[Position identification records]
——————————
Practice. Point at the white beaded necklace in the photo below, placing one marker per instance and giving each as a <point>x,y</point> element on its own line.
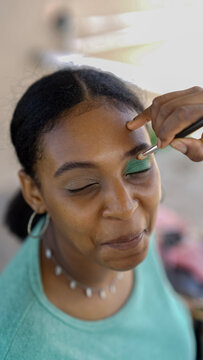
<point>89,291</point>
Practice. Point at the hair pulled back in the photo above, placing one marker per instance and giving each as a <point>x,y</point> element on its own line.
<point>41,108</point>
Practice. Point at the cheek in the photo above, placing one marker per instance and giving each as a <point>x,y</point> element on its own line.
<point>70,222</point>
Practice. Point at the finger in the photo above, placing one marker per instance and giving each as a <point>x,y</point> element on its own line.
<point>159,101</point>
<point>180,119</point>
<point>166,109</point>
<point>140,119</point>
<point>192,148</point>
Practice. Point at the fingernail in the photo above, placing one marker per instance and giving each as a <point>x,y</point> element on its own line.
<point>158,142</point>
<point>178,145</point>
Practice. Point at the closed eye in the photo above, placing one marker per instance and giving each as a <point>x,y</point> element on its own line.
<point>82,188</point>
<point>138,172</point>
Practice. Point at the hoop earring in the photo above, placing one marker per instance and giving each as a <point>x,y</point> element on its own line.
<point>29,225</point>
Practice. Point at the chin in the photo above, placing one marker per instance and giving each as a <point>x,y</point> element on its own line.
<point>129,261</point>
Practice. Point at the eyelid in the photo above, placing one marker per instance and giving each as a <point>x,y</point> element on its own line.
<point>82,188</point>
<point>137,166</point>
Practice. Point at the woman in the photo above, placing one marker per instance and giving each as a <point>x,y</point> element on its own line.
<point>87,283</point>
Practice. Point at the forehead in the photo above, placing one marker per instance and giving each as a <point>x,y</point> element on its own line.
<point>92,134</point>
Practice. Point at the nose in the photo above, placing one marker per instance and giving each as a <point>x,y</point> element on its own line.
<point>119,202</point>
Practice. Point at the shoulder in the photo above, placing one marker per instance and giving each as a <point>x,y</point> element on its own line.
——————————
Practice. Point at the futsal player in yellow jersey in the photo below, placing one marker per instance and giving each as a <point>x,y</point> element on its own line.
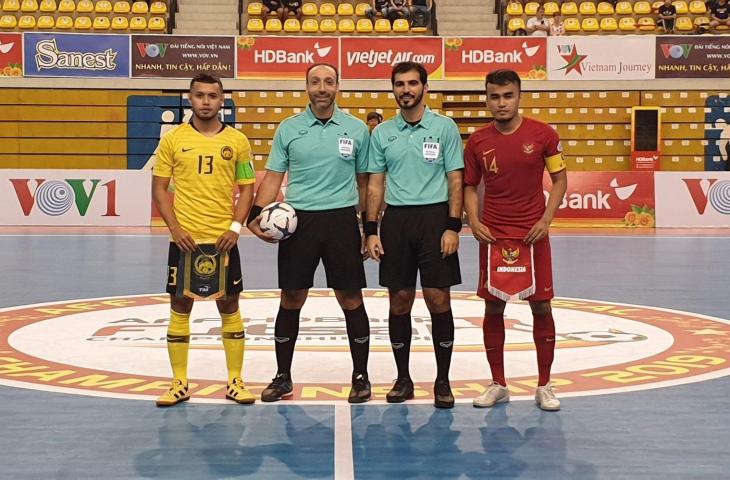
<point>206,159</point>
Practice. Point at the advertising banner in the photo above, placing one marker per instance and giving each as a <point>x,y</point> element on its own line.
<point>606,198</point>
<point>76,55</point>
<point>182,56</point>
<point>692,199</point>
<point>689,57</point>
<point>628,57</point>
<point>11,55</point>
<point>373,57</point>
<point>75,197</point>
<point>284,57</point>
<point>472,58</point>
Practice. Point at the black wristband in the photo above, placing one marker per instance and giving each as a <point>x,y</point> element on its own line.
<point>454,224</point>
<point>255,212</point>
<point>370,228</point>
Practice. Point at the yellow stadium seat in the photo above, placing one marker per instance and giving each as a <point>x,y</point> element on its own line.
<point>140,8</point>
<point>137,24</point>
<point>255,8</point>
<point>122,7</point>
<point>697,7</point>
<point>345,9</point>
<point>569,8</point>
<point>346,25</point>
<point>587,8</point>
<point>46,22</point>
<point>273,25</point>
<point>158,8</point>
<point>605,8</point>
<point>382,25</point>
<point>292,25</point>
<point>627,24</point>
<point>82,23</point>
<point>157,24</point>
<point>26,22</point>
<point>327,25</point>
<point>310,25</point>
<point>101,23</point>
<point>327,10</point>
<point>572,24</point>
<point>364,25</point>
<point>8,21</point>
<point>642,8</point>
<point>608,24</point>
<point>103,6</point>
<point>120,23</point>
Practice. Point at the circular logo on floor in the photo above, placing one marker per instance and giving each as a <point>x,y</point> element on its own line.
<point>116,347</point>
——————————
#### CHALLENGE:
Reproduce, word for word, the lines of the items starting at the one containing "Practice. Point at the white" and ending at the one containing "<point>41,108</point>", including both of those lines. Leave the pictures out of your answer.

#### TASK OUTPUT:
Practice. Point at the white beaded necklace in the photo below, placing one marker per instance and giving each as a <point>x,y</point> element on its own line.
<point>89,291</point>
Practice. Point at the hair pulled back in the photo above, placing one marker per instance and giving each as a <point>x,y</point> element on its own line.
<point>41,108</point>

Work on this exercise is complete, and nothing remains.